--- STUDY TEXT ---
Juniata men's basketball coach Greg Curley spent this past weekend at the Eastern College Athletic Conference tournament savoring Alex Raymond's final moments in an Eagles uniform.
The Altoona graduate, who won more games than any point guard in Juniata history, wrapped up his collegiate career with an 11-point performance in a 91-80 victory over Albright in the ECAC finals.
"He's been the rock of this program," Curley said. "From the day he stepped on the court here, he's been a leader. I think we'll truly realize what he meant to the team when he's gone.
"He's been an extension of the coaching staff since he's been here. He's been a winner and brought the program to a new level. His impact will be felt for a long time."
The Eagles fell to Catholic in the Landmark Conference championship game by a point but were selected to the ECAC tournament. Juniata's three wins there gave it 21 for the season, a school record.
"Obviously I would have liked to win a [Landmark] championship," Raymond said. "But winning the ECAC tournament [means] a lot, because that's a first for us at Juniata."
Raymond finished his career near the top of many Juniata statistical categories. The 5-foot-7 guard is second all-time at the school in assists, in the top five in 3-pointers made and among the top 10 scorers.
The senior started every game of his collegiate career except one and was named to the second-team of the Landmark Conference All-Star squad in his junior year.

--- Natural-language object grounding data ---
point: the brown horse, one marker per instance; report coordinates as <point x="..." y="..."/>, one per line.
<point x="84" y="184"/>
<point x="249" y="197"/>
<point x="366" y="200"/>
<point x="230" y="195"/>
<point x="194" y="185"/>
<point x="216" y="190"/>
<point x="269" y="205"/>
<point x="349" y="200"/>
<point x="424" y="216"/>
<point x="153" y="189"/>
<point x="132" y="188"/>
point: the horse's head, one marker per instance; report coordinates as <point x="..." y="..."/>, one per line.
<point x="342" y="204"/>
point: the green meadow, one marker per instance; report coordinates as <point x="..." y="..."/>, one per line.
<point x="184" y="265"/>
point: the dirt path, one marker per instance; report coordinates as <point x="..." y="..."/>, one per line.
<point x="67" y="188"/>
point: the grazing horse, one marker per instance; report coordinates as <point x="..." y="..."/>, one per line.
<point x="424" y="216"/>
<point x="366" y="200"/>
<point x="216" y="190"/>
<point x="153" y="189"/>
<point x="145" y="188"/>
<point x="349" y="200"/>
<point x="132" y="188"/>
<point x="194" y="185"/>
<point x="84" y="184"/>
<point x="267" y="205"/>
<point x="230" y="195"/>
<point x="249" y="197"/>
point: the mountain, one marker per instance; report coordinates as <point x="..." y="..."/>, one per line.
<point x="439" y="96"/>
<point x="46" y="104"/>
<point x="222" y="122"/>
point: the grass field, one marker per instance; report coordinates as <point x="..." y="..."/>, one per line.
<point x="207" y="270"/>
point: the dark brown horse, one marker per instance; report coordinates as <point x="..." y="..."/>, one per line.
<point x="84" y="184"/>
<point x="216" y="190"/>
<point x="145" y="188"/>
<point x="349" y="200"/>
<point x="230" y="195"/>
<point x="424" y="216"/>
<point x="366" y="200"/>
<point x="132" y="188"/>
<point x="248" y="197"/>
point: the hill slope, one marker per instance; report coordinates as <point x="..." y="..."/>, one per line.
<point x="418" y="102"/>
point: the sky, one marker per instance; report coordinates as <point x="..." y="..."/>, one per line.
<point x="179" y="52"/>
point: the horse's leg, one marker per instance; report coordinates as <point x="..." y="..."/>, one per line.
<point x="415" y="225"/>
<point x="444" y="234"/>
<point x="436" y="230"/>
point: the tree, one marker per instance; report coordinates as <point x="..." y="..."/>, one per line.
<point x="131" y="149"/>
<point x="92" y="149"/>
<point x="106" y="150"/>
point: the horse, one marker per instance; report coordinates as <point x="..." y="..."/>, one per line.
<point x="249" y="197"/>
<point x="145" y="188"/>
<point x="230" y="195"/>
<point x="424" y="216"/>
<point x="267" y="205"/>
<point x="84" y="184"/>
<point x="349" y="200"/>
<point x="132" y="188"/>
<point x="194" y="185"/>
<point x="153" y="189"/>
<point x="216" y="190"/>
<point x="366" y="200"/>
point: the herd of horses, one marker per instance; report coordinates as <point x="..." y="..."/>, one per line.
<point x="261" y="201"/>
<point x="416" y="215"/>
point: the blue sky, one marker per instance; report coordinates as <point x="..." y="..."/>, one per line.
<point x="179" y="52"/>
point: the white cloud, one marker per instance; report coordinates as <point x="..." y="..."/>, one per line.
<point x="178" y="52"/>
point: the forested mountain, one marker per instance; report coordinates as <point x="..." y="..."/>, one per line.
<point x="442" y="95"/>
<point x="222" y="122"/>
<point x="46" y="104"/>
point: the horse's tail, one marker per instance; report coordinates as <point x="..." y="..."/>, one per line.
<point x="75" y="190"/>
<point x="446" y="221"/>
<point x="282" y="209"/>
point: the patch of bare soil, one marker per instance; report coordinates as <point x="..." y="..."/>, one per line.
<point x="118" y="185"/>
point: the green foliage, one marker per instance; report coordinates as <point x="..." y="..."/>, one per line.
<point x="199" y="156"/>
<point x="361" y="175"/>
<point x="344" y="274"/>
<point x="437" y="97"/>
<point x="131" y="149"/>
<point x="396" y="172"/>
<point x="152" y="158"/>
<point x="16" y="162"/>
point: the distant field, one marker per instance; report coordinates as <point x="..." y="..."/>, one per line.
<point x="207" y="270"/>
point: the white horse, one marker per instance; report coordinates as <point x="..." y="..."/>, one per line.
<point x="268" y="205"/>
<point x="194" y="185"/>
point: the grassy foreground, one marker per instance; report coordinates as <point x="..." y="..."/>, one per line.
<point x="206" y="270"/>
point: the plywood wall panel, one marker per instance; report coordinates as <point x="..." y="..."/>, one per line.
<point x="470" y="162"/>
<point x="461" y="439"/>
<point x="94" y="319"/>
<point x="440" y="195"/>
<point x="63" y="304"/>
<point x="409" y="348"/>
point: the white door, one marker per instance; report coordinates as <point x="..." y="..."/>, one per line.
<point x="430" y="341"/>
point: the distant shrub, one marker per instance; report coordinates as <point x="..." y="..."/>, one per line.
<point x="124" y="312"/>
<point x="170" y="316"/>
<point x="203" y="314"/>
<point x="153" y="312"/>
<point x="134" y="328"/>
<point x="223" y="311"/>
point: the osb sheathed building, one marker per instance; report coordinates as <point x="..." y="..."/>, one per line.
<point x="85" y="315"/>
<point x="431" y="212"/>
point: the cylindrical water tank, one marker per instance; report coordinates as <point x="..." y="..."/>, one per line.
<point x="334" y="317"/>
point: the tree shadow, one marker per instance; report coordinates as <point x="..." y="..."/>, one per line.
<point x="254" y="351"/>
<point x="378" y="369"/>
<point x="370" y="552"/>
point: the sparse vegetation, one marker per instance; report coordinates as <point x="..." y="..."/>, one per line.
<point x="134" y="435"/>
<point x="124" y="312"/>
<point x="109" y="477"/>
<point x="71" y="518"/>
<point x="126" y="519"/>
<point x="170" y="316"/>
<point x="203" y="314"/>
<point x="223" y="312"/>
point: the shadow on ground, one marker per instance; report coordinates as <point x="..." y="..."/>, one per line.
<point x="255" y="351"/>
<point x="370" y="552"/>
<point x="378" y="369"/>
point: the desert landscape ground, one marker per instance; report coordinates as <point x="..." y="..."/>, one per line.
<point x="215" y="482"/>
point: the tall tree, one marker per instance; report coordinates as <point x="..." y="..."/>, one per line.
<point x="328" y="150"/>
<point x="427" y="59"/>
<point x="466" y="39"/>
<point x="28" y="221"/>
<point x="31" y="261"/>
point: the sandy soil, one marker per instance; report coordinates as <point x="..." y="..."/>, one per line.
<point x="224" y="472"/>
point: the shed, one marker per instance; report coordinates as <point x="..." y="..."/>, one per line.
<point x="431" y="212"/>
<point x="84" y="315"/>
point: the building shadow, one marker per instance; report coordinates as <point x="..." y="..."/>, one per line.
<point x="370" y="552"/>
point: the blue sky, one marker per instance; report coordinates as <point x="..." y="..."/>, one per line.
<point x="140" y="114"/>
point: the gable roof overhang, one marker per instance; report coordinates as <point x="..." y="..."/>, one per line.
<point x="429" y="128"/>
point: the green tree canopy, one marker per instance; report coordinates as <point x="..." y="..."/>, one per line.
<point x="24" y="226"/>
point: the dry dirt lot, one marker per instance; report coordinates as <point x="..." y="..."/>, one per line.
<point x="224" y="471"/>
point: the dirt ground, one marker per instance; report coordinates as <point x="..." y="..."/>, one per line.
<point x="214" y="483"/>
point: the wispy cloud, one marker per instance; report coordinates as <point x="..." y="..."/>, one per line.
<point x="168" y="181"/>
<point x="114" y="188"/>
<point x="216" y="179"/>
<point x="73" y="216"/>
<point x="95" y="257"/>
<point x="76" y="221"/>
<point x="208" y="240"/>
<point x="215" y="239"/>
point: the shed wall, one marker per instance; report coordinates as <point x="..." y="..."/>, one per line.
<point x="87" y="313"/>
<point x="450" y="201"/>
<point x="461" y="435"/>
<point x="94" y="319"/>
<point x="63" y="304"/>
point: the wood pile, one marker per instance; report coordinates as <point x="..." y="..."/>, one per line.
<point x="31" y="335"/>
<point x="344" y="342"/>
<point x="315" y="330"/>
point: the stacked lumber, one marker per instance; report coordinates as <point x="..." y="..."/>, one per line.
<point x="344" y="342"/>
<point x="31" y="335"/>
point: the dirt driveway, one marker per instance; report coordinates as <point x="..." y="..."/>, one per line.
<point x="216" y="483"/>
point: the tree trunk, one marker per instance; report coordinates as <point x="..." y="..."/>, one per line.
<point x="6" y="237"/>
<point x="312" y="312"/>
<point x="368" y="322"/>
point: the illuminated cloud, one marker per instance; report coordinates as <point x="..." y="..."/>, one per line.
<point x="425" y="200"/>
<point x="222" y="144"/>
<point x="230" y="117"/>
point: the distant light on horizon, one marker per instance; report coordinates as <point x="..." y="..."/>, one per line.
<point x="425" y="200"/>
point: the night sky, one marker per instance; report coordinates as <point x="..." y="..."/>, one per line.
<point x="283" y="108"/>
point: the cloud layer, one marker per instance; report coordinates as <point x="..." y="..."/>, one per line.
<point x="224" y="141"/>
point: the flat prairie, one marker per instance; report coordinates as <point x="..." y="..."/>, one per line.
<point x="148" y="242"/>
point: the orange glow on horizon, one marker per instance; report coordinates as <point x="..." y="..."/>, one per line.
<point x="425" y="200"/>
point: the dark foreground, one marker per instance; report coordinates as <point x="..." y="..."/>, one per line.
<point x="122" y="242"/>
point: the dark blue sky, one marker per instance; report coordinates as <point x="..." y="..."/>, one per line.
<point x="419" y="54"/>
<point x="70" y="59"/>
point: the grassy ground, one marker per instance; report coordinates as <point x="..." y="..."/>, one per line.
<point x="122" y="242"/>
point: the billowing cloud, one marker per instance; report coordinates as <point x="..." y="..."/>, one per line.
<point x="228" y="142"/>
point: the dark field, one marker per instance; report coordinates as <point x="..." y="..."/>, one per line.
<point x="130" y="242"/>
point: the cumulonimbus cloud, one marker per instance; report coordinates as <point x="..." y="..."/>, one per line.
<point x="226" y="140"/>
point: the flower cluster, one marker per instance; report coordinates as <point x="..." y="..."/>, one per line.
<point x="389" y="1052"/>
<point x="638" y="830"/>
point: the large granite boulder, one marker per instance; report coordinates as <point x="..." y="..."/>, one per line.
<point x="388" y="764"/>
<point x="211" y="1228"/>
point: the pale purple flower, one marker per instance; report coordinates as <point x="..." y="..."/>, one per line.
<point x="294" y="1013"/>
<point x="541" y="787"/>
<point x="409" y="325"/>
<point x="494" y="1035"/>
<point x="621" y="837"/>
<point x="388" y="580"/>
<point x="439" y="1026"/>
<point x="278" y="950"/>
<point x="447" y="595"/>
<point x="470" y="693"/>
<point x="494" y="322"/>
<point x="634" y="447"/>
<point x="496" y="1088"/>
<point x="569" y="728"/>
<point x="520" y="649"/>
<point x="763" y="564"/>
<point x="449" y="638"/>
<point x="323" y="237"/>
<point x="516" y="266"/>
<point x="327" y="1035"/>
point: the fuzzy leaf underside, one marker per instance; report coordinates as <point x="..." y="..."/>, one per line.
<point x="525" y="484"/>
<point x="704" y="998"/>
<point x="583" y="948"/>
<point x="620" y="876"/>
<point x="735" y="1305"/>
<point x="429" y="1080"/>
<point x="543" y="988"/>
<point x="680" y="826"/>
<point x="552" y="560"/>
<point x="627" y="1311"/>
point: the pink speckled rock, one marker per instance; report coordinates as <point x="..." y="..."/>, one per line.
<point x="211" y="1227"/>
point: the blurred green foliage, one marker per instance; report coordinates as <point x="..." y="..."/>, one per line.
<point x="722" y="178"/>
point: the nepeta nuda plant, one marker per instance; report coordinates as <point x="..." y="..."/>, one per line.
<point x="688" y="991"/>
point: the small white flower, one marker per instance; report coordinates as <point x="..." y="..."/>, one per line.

--- TO DO ---
**1.** From the article on Alex Raymond's Juniata basketball career, list each school statistical category he finished near the top of, with his standing in each.
**2.** Continue the article on Alex Raymond's Juniata basketball career, starting after its last sentence.
The items play no part in this exercise.

--- RESULTS BY TASK ---
**1.**
- Assists: second all-time
- 3-pointers made: top five
- Scoring: among the top 10 scorers

**2.**
However, Raymond tends to ignore his stats.
"Individually, I'm happy, but it's more so because of team goals and stuff we have done as a team," Raymond said. "The teammates and friends I've made is something I wouldn't have passed up for anything the past four years."
Raymond's defining moment at Juniata came earlier this year in a game against Farmingdale State in the finals of the Doc Greene Tournament on Dec. 8.
"Alex scored his 1,000th point, and we were playing a team that finished 26-3 and has an NBA prospect," Curley said. "They were undefeated at the time, and they stopped the game to present him with the game ball. He held it for a second and said, 'I don't care about this, I want to win this game,' and he tossed the ball away."
The Eagles did win, impressively, 81-61. Raymond had a team-high 22 points in the game, but as his career evolved at Juniata, points became less of a focal point.
"He's almost re-invented his game," Curley said. "When he came here, he was a big-time scorer, and he did score more than 1,000 points here, but his game has changed and he's become more complete.
"He's more of a defender. He's helped develop other guys and learned how to run a team."
The past few summers, Raymond has helped lead a Juniata entry in Altoona's Mansion Park basketball league.
"I'll miss everything about playing at Juniata," Raymond said. "Offseason pickups, our Mansion Park team, the two hour practices you hate when you're having them and all the moments with everyone.
"The group of guys who are coming back next year are good. I hope they can learn from my mistakes and keep going in the right direction."
Though Raymond, who has been accepted into medical school and is waiting to decide which one he will attend, won't be playing for the Eagles next year, Curley said his impact will still be felt.
"He was a role model for these guys, and he's such a hard worker," Curley said. "He teaches guys to prepare and be successful. He's made great decisions on and off the court and is someone who was always available to the guys.
"He set the standard of what a leader is."
Despite the rigors of medical school, Raymond doesn't plan on staying away from the court for long.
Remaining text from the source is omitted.